*TASKS FOR THIS EXERCISE:*
A - From the workshop post, output word for word the part that opens with the words containing "The workshop brought" and closes with "and Paralympic sports.".
B - According to the workshop post, why did the workshop bring together people with diverse expertise? Answer in one to three sentences.

*TEXT EXCERPT:*

March 27, 2023, by lzzre
Putting a New Paradigm into Practice
By Stephanie Coen, Associate Professor, School of Geography
If you had told me 5 years ago that I would be sitting around a table at the University of Nottingham with two academics I met on Twitter and four high-level practitioners within the UK’s elite sport system, I’m not sure I would have believed you! But this is exactly where I found myself on January 30th, 2023 for our knowledge exchange workshop “Applying a gendered environmental approach in women’s sport.”
The workshop brought together three academics – myself (Stephanie Coen), Sheree Bekker (University of Bath), and Joanne Parsons (University of Manitoba) – with four practitioners and leaders across Performance Innovation, Athlete Health and Physiology from the English Institute of Sport (Victoria Downie, Lucy Follett, Steve McCaig, and Richard Burden). The English Institute of Sport provides support services to British Olympic and Paralympic sports.
Our main goal for the day was to explore how a ‘gendered environmental approach’ (developed by Joanne, Sheree, and myself) could benefit UK Olympic and Paralympic sport. A gendered environmental approach seeks to ‘flip the script’ on the dominant sports injury paradigm which takes injury risk as a ‘biological fact’ of female bodies, and instead looks to the gendered conditions of sport (social norms, practices, relations, resources) that may function to place girls’/women’s bodies ‘at risk’.
Now, if that sounds complex, it’s because it is. Which is why we had diverse expertise in the room, from clinical to socio-cultural, aiming to foster knowledge exchange across practice and academia. Pushing against a paradigm is not easy, but we brought a shared sense of optimism and passion, as one participant put it, to “make a tangible impact in women’s sport and women and girls’ lives and health more broadly.”
Our work together benefitted immensely from the live scribing artistry of Laura Evans from Nifty Fox who was able to steer us toward achieving consensus and clarity on our collaborative goals and key messages. By the end of day, we identified opportunities to move new research and practice forward towards creating environments for all women athletes to thrive and fulfil their potential.
When reflecting on one key thing taken away from the workshop, participants commented on “the possibilities to have impact on both the high performance system and the wider sporting community,” “enthusiasm for collaboration from the whole group,” “people in that room on Monday are strongly committed to making a change,” and that “reframing of the problem space is critical.” Most participants also said the first action point coming out of the workshop should be another meeting to tackle “what and the how” of our collaborative work. Stay tuned—we are just getting started!
This workshop was supported by funding from The University of Nottingham’s ESRC Impact Acceleration Account ES/T501992/1.

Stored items
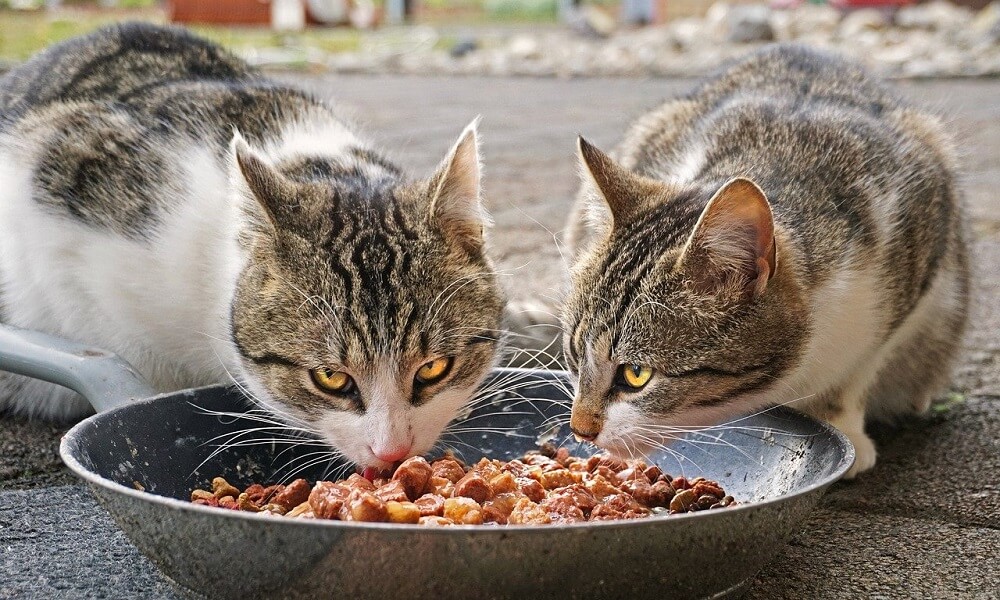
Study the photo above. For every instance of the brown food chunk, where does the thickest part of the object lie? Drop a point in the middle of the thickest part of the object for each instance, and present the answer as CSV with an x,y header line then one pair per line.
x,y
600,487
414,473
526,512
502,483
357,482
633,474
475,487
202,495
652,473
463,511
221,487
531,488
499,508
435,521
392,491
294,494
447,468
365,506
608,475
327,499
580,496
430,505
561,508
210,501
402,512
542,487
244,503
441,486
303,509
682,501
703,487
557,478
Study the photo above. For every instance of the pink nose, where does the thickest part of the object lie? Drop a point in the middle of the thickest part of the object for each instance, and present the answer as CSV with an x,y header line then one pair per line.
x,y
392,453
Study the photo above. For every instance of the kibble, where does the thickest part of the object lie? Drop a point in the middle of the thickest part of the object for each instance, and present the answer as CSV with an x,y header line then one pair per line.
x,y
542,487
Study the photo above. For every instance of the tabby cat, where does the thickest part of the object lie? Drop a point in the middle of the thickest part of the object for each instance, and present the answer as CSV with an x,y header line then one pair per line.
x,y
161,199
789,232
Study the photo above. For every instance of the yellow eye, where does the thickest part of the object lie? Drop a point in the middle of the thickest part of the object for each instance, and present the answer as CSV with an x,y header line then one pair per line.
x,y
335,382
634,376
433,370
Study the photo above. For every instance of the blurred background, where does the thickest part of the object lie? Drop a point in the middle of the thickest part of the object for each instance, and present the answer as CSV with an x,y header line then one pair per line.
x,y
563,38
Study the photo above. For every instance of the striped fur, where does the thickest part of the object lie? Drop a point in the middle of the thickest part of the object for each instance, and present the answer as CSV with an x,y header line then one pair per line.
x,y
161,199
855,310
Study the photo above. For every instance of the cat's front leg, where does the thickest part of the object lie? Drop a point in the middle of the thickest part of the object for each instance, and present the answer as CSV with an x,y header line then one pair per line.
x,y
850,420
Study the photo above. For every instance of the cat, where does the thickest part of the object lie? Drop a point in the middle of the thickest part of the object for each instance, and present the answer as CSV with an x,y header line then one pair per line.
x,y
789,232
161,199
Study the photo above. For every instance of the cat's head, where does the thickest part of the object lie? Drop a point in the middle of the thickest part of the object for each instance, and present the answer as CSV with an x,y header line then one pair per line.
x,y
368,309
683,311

---

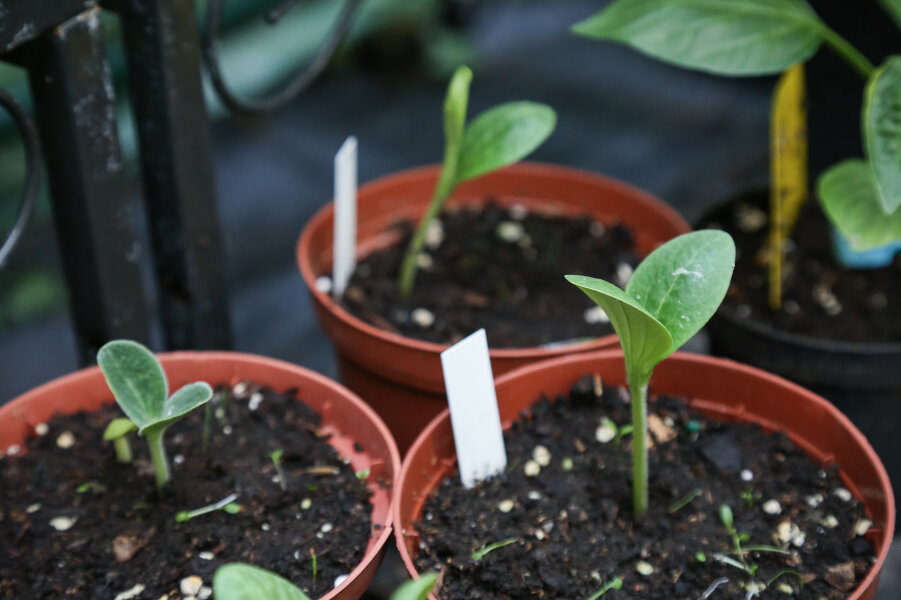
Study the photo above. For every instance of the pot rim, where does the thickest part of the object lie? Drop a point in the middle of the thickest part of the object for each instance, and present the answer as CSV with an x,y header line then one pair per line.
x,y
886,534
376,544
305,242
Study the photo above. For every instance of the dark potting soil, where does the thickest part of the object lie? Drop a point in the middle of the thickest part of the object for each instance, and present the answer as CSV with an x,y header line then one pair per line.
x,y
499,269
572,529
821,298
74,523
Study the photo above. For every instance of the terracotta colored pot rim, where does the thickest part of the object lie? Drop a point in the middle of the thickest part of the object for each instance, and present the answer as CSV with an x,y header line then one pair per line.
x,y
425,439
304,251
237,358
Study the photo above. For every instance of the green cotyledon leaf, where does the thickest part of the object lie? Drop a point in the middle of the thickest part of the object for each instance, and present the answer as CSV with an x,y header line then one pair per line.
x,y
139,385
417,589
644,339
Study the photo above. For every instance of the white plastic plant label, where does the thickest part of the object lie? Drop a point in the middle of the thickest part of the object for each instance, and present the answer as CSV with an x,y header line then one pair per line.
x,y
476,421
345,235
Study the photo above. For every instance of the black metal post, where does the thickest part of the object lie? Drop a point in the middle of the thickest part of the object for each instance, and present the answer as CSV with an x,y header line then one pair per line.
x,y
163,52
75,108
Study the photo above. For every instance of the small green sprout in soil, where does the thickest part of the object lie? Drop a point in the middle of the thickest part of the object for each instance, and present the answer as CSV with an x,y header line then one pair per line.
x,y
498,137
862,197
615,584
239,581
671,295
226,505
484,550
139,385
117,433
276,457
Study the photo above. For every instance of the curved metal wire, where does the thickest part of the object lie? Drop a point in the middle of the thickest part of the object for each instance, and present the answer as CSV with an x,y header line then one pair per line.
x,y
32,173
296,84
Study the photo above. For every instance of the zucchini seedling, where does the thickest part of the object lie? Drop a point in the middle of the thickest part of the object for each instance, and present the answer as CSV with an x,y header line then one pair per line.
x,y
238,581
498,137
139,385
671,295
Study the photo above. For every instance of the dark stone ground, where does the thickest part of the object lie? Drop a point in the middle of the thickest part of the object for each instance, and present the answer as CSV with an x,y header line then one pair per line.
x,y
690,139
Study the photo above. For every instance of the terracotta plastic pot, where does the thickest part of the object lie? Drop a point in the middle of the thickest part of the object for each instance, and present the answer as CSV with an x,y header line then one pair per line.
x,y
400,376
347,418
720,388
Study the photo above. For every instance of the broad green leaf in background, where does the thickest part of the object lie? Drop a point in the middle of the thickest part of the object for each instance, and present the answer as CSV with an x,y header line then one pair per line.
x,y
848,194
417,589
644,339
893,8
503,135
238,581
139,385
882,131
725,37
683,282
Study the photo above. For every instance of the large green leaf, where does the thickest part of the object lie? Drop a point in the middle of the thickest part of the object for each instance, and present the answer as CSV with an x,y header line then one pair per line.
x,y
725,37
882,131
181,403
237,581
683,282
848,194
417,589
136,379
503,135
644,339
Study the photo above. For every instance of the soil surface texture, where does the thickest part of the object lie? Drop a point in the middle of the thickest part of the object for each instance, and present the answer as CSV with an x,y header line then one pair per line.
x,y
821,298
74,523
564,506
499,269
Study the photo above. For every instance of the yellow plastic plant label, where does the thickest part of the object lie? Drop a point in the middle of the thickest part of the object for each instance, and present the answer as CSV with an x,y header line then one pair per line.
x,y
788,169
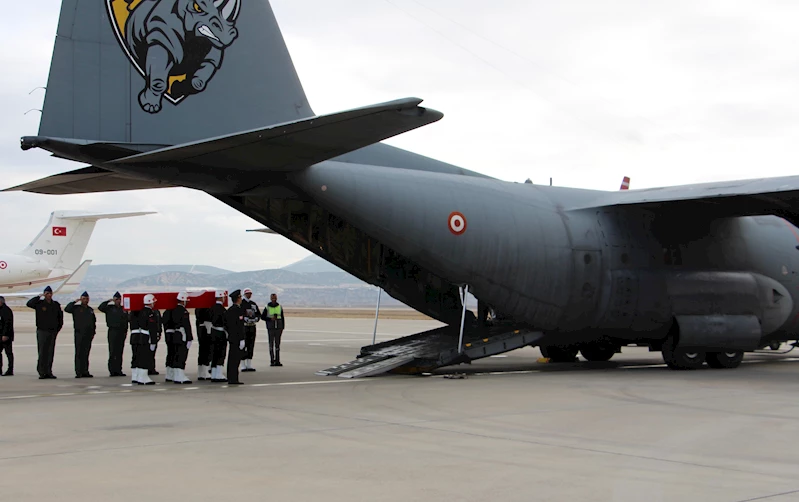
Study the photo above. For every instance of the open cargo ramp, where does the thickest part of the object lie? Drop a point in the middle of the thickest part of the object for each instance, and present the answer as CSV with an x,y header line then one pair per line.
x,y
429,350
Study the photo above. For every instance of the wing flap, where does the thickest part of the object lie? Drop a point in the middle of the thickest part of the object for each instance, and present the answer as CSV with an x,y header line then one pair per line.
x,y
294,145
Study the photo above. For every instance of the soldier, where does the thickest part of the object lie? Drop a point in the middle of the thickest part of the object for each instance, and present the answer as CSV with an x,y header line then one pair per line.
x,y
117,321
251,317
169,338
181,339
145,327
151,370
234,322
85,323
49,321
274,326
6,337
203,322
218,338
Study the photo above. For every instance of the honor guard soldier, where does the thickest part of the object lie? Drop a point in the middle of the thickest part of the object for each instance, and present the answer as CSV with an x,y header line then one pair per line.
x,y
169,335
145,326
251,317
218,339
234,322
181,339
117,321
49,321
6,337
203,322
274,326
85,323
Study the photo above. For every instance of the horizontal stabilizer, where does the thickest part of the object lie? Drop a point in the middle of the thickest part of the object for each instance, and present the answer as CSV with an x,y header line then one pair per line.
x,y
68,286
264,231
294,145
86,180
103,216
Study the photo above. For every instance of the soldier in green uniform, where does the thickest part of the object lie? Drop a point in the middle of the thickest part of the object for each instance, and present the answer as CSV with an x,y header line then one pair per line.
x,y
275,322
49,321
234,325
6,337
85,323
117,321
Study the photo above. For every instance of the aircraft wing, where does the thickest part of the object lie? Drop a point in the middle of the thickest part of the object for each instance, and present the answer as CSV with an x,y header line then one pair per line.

*RESPONSES IN ORDER:*
A -
The workshop brought together three academics – myself (Stephanie Coen), Sheree Bekker (University of Bath), and Joanne Parsons (University of Manitoba) – with four practitioners and leaders across Performance Innovation, Athlete Health and Physiology from the English Institute of Sport (Victoria Downie, Lucy Follett, Steve McCaig, and Richard Burden). The English Institute of Sport provides support services to British Olympic and Paralympic sports.

B - The gendered environmental approach being explored is complex. Expertise ranging from clinical to socio-cultural was gathered in the room to foster knowledge exchange across practice and academia.